BEGIN Text segment

Simple maths for an algorithm to searching a table to find out if one type of entry has a causal effect upon another type?

StackOverflow https://stackoverflow.com/questions/22517487

Вопрос

OK so I have a database table which is recording two different types of events which seem to be related to one another. It records the date and time the event occurred, which type of event it was, and finally a description of the event.

So four columns in the table -

Date, Time, Type and Description.

So for the two different types of record in the table, I want to find out if a 1 or more specific Type-1 events are having the effect of creating a specific Type-2 event.

There is definitely a time delay between a certain Type-1 event occurring, and it causing a certain Type-2 event. So I'm starting with the time delay as a variable, set at 3 hours.

Also I am isolating the Type-2 event I think is caused by a Type-1 events. Lets call it Type-2F for example.

My initial thoughts were to do a first query on the table to list all the Type-1 events, and then do a second query just listing the occurrences of the Type-2F events.

Then I would:

  1. Iterate to the first Type-2F event and note the date and time.

END Text segment
BEGIN Information shown

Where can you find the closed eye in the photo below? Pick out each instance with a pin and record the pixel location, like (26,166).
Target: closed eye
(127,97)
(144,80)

END Information shown

• _Objective A_: Transcribe the database question between "There is definitely" and "at 3 hours.", inclusive.
• _Objective B_:
Answer these from the database question:
(i) What four columns does the table have?
(ii) What time delay does the asker start with as a variable?
(iii) What name is given to the Type-2 event being isolated?
• _Objective C_: Render this sentence from the database question in Spanish: "There is definitely a time delay between a certain Type-1 event occurring, and it causing a certain Type-2 event."

• _Full output A_:
There is definitely a time delay between a certain Type-1 event occurring, and it causing a certain Type-2 event. So I'm starting with the time delay as a variable, set at 3 hours.

• _Full output B_:
(i) Date, Time, Type and Description.
(ii) 3 hours.
(iii) Type-2F.

• _Full output C_: Definitivamente hay un retraso de tiempo entre que ocurre cierto evento de tipo 1 y que este causa cierto evento de tipo 2.